── RECORD EXCERPTS ──
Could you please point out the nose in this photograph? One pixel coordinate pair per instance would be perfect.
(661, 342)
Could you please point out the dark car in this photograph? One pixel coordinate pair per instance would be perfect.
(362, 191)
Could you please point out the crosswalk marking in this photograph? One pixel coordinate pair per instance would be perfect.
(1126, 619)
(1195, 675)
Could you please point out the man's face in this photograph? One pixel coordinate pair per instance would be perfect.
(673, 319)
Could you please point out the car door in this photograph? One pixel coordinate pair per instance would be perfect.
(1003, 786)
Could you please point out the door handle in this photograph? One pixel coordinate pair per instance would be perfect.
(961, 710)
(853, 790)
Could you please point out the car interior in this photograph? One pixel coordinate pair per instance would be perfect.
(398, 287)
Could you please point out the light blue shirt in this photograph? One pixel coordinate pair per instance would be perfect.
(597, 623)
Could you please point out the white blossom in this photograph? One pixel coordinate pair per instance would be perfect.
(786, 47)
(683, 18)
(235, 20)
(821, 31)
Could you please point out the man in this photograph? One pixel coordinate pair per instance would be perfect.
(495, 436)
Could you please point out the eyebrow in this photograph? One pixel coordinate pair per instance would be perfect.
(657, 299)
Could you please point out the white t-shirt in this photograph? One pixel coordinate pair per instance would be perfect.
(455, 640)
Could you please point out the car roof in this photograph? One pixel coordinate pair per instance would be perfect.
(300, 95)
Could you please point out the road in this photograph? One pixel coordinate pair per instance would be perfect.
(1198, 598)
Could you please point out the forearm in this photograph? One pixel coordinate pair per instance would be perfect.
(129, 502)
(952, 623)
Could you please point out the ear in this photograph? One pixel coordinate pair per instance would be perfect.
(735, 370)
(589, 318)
───
REQUIRED WORK:
Reproduce the material exactly. Every line must match.

EXERCISE RESULT:
Could you please point out the nose in this photograph? One pixel coordinate pair per instance would be perfect.
(661, 342)
Could you please point out the dark car in this photograph? One pixel coordinate pair per instance would be perfect.
(362, 191)
Could you please point out the crosswalk marking in this photograph? One pixel coordinate pair per instance would be perfect.
(1126, 619)
(1195, 675)
Could you please point out the man's face in this photograph? One pixel coordinate pair per instance would be perfect.
(673, 319)
Could you please point out the car door in this photograph? One pixel coordinate pair per instance would be perfect.
(1003, 786)
Could you please point out the door handle in this photograph? One pixel coordinate pair per instance would be perfect.
(961, 710)
(853, 790)
Could you please point out the car interior in this photograph? One pixel coordinate pair per instance would be perfect.
(398, 287)
Could you please point out the light blue shirt in this photograph? One pixel coordinate pair per instance would be perfect.
(597, 623)
Could you please point out the white blossom in this photograph? One pixel coordinate pair per instance would be perfect.
(786, 47)
(683, 18)
(235, 20)
(821, 31)
Could you please point out the man in this photograph? One pixel coordinate pair per instance would be perfect.
(495, 436)
Could you please point out the eyebrow in this photograph? One pixel coordinate pair per instance would be perfect.
(657, 299)
Could you please point out the white t-shirt in this photograph? One pixel coordinate pair per instance would be perfect.
(455, 640)
Could you please point out the car roof in this photograph? One pixel coordinate pair per instance would be perfect.
(300, 95)
Could you please point out the road in this photograph? One pixel coordinate pair per instance would be perfect.
(1198, 598)
Could you please point out the forearm in this photograph? One pixel coordinate pair per instance would be perfect.
(129, 502)
(952, 623)
Could you please point out the ear in this photograph? One pixel coordinate pair per instance would be perfect.
(735, 370)
(589, 318)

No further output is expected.